══ AVAILABLE RECORDS ══
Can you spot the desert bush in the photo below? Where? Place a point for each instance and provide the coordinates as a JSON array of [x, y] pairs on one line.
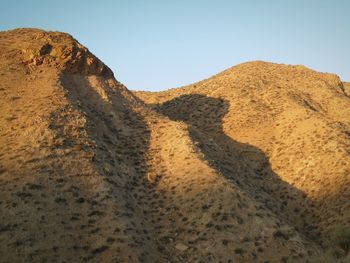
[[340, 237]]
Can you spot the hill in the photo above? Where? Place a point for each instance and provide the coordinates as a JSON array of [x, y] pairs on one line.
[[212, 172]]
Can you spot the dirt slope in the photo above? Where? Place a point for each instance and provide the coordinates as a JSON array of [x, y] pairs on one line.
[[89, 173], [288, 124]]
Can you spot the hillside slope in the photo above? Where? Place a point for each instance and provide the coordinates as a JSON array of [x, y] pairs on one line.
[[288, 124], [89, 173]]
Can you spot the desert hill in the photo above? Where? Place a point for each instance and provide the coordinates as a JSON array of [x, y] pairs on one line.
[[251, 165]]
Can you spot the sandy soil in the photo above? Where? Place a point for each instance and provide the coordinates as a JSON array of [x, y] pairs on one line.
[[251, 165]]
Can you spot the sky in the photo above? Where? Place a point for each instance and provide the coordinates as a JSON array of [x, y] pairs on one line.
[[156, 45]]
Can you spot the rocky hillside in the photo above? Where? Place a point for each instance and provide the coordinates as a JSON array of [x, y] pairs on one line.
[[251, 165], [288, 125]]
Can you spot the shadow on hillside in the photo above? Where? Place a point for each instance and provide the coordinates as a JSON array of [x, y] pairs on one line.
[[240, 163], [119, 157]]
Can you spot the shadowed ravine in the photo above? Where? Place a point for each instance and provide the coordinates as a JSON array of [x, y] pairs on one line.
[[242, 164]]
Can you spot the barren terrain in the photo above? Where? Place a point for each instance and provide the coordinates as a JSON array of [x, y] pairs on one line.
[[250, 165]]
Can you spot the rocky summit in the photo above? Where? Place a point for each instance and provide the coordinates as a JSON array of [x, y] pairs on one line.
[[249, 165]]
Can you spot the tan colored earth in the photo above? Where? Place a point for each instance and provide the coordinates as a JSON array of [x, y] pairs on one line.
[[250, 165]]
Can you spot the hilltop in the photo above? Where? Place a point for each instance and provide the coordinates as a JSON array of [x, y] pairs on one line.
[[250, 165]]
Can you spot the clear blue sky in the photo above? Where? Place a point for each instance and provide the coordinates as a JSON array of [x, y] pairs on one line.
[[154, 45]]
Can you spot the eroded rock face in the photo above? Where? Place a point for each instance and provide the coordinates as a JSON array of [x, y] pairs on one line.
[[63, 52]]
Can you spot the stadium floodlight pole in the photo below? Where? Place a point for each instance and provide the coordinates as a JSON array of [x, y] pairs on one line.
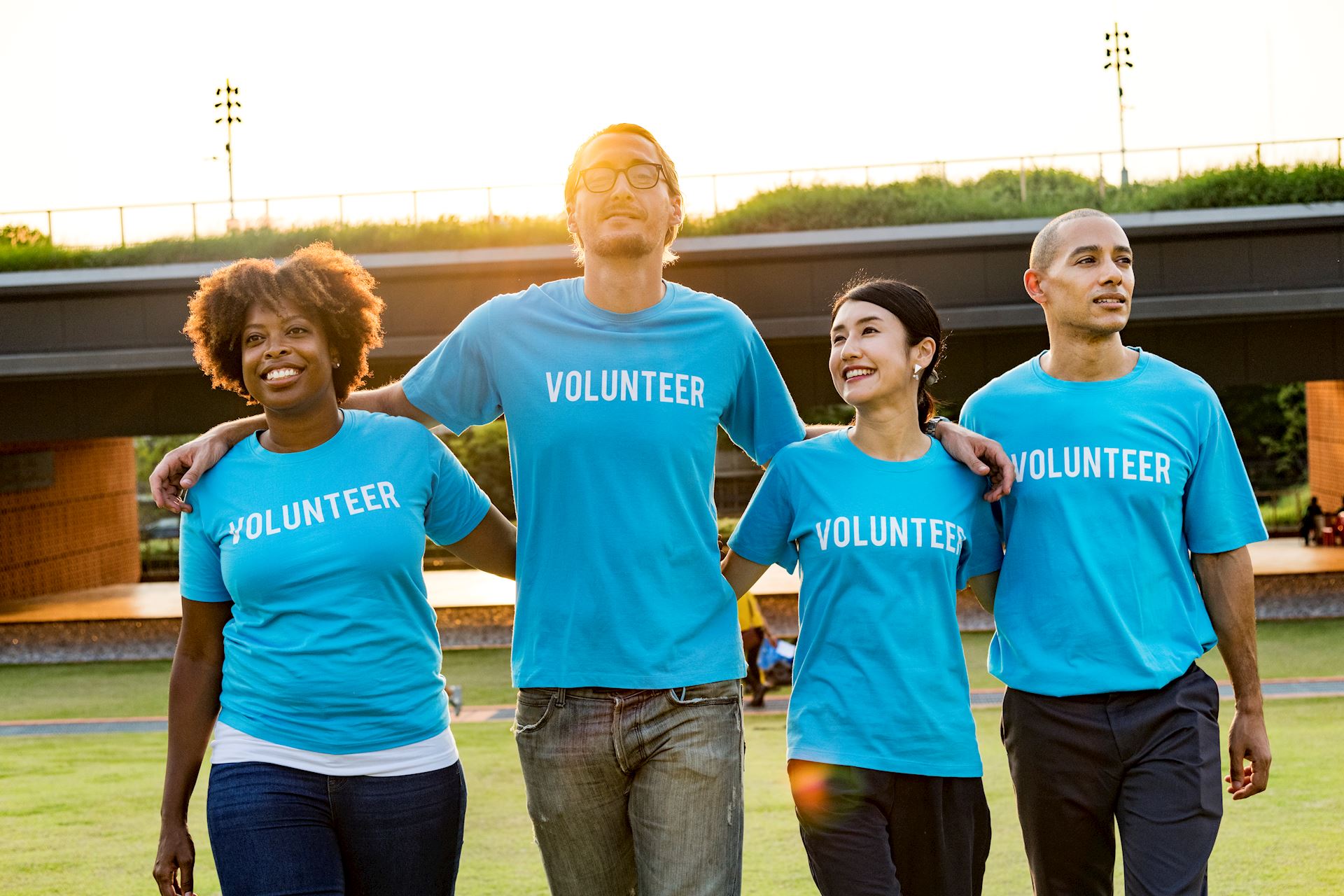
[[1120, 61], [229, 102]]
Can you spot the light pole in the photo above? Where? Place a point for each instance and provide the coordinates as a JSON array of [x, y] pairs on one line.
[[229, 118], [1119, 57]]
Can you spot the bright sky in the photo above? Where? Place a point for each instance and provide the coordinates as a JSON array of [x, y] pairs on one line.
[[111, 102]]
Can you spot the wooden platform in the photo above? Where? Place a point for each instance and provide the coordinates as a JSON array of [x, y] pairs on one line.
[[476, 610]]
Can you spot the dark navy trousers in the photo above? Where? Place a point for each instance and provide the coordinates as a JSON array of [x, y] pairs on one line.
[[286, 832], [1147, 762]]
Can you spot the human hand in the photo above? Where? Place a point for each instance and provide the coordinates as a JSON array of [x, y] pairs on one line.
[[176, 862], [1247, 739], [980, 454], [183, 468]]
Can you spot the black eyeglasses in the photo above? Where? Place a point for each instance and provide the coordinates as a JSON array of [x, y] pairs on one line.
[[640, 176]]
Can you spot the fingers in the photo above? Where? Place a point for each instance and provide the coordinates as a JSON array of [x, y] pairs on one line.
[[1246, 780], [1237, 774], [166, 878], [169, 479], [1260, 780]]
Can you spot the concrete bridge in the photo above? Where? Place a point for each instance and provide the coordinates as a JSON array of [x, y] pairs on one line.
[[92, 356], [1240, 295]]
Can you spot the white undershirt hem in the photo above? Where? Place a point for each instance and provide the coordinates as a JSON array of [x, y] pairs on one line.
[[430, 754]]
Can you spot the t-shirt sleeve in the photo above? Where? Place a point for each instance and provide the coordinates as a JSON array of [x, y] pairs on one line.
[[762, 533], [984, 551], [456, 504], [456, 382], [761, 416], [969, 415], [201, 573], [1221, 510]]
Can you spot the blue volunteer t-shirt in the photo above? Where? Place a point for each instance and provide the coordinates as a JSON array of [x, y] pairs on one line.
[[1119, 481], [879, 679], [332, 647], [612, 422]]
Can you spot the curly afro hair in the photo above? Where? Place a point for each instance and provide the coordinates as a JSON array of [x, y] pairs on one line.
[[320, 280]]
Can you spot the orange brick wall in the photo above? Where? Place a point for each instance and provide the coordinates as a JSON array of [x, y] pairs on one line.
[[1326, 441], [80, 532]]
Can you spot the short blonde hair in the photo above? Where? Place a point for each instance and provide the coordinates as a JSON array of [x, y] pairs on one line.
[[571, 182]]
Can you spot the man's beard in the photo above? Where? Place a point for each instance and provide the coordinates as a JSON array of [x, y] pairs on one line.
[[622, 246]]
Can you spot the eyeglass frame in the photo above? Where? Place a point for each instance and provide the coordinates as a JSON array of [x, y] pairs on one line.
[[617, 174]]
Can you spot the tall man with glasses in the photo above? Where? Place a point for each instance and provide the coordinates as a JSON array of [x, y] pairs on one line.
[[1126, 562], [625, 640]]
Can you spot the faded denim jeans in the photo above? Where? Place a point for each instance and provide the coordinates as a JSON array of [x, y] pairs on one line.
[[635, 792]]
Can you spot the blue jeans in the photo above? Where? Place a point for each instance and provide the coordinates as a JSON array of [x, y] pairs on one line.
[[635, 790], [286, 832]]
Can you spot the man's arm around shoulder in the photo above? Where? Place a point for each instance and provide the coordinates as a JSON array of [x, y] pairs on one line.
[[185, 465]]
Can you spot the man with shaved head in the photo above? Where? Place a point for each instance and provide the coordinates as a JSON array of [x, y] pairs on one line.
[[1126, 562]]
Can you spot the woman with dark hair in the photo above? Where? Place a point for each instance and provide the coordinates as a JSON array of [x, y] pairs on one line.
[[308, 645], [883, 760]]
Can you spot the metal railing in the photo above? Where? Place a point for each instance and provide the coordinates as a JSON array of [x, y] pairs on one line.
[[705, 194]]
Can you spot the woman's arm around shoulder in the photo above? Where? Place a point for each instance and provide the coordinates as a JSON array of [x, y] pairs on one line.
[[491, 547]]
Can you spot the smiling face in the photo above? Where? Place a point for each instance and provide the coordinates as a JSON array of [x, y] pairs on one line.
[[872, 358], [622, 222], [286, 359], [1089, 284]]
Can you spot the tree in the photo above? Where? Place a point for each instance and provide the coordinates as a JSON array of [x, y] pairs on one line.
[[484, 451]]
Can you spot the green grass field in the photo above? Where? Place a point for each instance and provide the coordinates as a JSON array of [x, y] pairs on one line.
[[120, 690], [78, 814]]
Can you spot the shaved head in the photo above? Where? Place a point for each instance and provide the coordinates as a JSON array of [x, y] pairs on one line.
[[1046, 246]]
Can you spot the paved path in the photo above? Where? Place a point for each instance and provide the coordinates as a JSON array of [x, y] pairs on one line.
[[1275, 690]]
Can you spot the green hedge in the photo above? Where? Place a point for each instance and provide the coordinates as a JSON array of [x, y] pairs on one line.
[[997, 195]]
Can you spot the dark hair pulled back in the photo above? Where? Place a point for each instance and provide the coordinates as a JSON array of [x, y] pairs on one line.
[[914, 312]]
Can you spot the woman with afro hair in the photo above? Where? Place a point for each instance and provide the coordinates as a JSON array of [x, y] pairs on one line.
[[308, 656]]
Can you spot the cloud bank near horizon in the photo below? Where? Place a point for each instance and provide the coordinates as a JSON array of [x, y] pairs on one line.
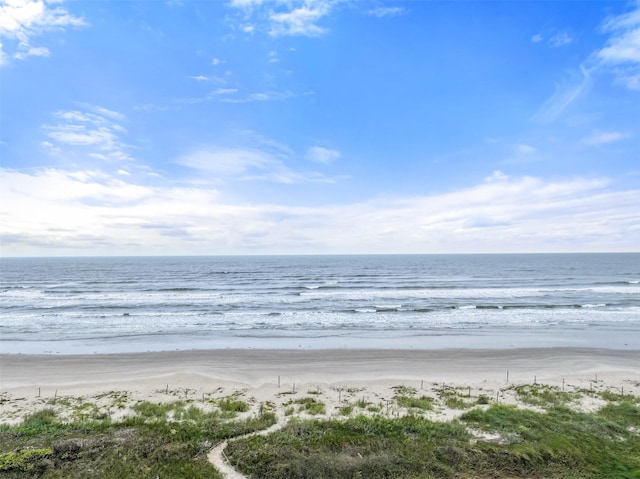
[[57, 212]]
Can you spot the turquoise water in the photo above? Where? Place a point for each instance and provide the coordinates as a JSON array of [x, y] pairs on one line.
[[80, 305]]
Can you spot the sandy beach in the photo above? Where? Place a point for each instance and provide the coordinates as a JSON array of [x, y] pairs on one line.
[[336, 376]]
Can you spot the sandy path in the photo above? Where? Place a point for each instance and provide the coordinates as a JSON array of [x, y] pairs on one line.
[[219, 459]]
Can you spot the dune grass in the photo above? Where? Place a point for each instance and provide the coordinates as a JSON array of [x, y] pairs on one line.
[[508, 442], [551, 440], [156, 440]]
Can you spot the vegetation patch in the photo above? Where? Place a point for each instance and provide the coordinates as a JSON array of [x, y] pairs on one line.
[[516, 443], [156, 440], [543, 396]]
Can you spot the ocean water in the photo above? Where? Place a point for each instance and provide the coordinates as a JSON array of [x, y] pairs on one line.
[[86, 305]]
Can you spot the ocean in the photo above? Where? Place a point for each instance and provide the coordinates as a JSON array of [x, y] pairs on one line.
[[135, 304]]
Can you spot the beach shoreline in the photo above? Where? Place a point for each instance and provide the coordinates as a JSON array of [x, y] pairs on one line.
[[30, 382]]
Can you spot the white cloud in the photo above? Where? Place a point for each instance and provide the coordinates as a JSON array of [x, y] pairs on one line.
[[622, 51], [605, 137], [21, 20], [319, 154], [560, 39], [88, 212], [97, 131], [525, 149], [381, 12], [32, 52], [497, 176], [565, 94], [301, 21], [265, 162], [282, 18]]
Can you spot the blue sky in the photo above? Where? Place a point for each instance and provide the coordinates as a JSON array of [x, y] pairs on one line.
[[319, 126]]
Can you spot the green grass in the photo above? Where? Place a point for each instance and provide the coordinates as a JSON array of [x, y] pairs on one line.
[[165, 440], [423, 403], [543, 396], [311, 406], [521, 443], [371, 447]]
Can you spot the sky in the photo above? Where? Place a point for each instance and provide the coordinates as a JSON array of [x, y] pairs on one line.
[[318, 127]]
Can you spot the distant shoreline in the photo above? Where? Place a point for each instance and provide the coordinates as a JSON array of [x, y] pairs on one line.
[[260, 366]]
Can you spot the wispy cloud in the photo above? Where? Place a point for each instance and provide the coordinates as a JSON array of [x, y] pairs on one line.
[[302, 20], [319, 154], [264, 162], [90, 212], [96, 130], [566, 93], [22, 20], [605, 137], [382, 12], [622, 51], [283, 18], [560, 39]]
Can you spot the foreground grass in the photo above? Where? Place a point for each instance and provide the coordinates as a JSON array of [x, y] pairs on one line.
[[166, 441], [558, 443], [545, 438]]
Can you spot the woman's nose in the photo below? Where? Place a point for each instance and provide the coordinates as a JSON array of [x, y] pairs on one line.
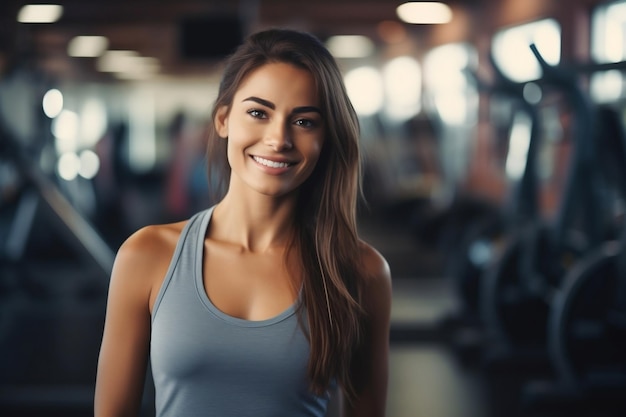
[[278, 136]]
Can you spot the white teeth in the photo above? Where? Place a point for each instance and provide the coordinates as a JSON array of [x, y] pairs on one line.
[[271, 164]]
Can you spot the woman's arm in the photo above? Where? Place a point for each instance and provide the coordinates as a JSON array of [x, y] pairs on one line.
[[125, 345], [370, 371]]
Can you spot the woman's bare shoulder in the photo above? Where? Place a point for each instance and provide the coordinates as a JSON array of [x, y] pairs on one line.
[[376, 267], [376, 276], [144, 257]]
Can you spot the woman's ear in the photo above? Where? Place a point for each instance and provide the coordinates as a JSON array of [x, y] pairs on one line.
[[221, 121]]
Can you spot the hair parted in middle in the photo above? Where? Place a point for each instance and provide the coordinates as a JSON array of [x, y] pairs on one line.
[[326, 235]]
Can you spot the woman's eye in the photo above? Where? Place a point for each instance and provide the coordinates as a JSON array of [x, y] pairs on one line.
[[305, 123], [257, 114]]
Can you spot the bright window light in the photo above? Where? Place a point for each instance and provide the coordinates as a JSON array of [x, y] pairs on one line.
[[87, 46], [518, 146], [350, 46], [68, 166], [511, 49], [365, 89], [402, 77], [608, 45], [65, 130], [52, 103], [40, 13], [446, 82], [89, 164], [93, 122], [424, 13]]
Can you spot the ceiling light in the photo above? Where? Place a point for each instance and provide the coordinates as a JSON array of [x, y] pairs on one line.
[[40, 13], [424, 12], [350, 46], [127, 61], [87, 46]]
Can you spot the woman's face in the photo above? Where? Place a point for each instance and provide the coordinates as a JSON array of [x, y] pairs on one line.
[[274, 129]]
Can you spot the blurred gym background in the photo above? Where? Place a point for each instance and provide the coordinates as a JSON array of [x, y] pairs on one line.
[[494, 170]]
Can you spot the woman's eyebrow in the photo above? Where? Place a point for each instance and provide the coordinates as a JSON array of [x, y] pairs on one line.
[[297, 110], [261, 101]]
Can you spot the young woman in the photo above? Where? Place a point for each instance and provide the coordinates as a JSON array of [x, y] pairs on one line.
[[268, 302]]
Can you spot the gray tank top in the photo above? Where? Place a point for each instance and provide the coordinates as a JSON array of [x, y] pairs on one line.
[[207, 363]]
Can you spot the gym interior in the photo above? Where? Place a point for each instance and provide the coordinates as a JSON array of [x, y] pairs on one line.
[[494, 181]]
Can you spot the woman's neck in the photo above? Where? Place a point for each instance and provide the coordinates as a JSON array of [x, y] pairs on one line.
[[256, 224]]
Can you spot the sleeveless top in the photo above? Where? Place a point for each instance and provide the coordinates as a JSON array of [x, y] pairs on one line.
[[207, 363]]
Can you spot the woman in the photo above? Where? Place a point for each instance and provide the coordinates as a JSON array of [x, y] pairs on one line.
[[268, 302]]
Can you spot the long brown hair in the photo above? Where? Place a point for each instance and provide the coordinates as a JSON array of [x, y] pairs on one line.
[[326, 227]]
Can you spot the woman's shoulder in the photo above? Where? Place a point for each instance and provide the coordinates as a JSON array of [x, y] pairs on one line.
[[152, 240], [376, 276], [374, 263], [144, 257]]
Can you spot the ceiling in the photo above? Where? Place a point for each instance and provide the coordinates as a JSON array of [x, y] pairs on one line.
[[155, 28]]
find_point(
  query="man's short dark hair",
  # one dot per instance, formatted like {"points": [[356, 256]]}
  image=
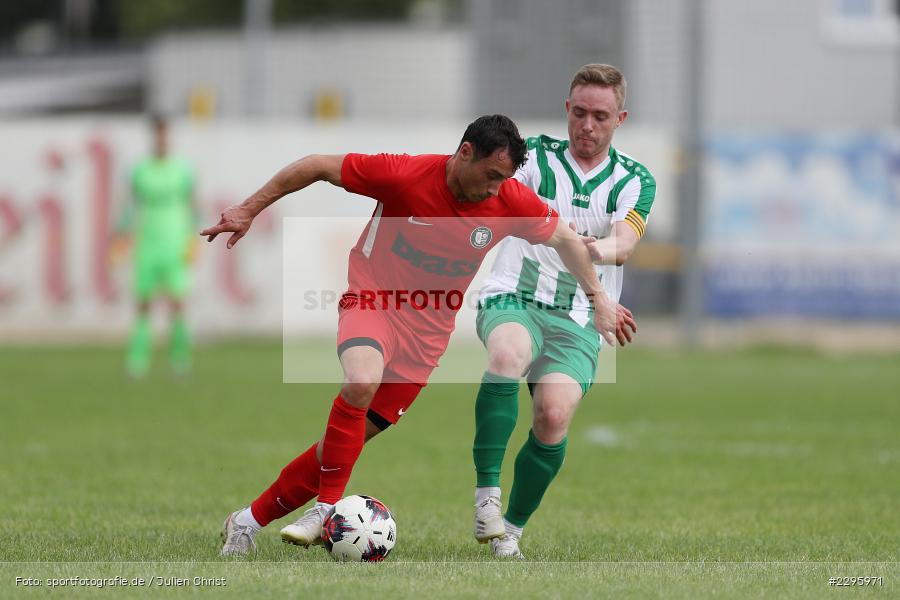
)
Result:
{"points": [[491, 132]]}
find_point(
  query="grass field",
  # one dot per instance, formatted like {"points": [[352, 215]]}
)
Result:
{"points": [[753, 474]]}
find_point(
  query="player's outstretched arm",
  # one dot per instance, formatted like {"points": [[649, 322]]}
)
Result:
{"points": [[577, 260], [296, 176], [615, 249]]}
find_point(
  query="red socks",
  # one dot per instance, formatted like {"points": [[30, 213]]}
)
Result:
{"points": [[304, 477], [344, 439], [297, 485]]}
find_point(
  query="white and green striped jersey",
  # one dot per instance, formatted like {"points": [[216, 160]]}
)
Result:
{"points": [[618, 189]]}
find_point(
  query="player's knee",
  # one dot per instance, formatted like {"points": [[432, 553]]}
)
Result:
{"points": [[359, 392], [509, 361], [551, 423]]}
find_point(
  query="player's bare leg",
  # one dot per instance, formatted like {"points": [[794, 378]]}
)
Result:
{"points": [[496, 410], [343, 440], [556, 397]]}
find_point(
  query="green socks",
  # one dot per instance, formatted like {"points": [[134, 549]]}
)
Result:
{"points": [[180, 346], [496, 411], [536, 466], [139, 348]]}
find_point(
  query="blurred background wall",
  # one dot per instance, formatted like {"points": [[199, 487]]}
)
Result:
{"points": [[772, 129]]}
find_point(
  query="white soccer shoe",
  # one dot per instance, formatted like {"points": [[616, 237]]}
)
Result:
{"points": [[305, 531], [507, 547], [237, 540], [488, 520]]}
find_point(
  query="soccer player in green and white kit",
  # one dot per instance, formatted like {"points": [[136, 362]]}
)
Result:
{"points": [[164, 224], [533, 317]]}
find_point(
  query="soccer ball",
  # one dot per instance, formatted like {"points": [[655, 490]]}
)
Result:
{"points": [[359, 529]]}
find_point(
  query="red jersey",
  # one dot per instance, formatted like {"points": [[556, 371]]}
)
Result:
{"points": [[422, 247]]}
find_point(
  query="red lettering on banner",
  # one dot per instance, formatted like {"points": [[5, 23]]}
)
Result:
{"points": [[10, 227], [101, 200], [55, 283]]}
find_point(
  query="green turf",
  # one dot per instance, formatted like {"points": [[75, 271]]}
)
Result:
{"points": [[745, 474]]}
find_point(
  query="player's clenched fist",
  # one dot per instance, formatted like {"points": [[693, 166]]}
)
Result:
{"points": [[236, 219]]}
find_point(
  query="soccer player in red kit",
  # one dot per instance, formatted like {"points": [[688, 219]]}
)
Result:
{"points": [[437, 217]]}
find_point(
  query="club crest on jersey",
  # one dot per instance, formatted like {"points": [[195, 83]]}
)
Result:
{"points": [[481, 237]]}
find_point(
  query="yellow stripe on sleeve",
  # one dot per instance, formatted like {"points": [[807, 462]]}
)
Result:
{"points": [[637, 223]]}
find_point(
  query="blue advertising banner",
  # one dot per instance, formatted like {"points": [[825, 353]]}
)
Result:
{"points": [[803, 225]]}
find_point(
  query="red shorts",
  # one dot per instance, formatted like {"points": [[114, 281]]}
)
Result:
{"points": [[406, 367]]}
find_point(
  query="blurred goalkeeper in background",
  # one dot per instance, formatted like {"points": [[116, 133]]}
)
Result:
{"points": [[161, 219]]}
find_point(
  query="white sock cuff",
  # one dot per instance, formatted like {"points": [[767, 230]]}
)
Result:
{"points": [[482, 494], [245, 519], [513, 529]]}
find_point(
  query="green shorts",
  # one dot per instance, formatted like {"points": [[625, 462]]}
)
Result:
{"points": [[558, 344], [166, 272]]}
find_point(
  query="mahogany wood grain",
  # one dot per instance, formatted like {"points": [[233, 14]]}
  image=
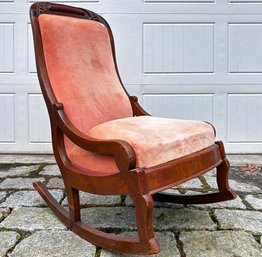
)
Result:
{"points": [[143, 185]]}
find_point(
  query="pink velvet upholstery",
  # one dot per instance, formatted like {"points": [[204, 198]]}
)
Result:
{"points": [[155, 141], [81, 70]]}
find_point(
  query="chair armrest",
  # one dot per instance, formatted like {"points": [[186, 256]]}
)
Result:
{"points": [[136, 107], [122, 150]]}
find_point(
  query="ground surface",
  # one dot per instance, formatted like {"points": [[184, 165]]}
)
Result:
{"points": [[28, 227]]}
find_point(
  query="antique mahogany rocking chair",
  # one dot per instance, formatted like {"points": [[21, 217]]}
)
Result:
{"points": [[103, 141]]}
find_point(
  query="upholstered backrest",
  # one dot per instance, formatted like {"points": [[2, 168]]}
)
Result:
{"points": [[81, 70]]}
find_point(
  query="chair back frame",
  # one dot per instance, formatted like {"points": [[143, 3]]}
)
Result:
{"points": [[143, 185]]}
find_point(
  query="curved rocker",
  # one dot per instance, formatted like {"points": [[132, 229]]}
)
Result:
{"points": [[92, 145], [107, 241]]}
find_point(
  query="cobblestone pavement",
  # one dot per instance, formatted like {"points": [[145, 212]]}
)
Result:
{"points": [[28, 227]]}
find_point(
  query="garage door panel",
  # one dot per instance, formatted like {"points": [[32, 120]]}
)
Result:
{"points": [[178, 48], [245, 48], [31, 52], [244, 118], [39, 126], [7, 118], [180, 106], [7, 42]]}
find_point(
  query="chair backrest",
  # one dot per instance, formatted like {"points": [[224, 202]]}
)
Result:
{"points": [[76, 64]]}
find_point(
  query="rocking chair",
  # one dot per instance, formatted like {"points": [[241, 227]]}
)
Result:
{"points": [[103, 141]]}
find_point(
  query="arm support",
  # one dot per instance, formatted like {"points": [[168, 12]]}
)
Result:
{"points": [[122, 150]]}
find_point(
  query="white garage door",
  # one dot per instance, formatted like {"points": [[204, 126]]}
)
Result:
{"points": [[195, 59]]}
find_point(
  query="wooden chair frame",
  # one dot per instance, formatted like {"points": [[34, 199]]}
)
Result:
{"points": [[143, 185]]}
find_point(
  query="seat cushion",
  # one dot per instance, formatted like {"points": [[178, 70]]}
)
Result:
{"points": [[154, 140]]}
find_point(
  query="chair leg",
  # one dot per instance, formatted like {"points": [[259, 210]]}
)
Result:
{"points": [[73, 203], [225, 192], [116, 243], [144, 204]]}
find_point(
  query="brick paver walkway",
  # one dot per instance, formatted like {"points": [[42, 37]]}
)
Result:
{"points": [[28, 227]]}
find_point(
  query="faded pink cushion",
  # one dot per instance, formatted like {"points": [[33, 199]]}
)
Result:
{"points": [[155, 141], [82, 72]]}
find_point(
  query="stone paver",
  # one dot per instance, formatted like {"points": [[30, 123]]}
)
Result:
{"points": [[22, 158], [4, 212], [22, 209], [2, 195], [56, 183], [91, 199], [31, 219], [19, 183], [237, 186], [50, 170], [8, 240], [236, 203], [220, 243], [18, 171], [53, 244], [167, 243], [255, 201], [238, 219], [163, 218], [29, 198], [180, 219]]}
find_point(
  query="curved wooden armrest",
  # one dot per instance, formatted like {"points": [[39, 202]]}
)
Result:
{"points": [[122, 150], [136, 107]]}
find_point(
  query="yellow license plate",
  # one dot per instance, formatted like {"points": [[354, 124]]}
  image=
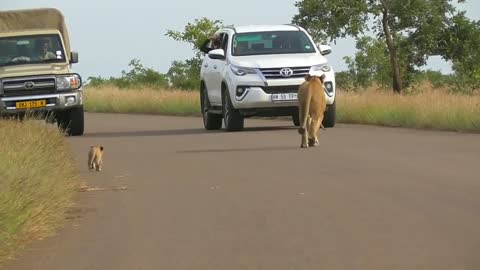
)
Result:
═══
WHAT THIS TASK INVOLVES
Please count the lines above that contain the string "soccer" and reply with the number alone.

TASK RESPONSE
4